HOW TO COMPLETE THIS TASK: Among the lines below, copy exactly those from the one with "# test: point on every instance of the purple crocus" through the one with "# test: point on every instance of the flower", counting both ends.

DATA SECTION:
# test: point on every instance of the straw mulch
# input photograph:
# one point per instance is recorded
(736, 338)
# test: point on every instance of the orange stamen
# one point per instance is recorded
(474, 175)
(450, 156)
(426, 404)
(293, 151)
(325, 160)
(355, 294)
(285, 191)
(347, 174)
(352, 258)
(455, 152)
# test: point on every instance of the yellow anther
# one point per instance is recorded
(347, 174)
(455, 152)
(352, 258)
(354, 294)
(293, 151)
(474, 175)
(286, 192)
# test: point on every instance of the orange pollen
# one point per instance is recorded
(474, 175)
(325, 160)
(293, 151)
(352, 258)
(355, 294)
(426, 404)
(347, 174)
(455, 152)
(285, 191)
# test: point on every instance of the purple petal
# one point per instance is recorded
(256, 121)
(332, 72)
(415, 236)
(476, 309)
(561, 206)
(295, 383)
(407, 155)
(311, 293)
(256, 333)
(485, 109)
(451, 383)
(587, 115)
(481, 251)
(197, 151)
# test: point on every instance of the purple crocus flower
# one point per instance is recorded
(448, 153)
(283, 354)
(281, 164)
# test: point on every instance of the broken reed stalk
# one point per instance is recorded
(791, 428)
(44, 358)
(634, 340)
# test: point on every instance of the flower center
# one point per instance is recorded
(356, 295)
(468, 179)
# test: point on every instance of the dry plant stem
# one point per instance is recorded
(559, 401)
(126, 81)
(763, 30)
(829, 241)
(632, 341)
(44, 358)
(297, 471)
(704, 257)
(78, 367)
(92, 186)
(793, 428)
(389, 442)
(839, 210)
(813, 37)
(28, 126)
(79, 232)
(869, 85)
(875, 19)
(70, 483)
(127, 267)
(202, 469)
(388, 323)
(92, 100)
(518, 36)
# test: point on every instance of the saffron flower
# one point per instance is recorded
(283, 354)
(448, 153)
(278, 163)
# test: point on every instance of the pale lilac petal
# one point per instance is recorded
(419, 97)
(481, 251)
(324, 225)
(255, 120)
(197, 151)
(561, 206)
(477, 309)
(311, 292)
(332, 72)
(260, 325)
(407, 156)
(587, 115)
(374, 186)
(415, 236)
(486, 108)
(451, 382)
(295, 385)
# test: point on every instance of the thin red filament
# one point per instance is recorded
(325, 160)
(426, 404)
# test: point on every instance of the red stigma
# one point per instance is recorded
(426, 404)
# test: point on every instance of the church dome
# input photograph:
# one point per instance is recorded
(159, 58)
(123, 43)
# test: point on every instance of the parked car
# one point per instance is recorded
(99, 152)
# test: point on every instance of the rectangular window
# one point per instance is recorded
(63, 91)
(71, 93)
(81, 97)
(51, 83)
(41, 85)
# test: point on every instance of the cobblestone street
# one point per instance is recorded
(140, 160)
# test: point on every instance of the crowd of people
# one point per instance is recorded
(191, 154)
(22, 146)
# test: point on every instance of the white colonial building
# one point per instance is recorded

EXERCISE OUTPUT:
# test: point on every instance of the purple crocus flower
# one point per instance is recorded
(448, 153)
(283, 354)
(281, 164)
# test: point on every instance of the broken reed stalk
# one point per instance is recorded
(791, 428)
(44, 358)
(634, 340)
# test: point on every instance of the flower center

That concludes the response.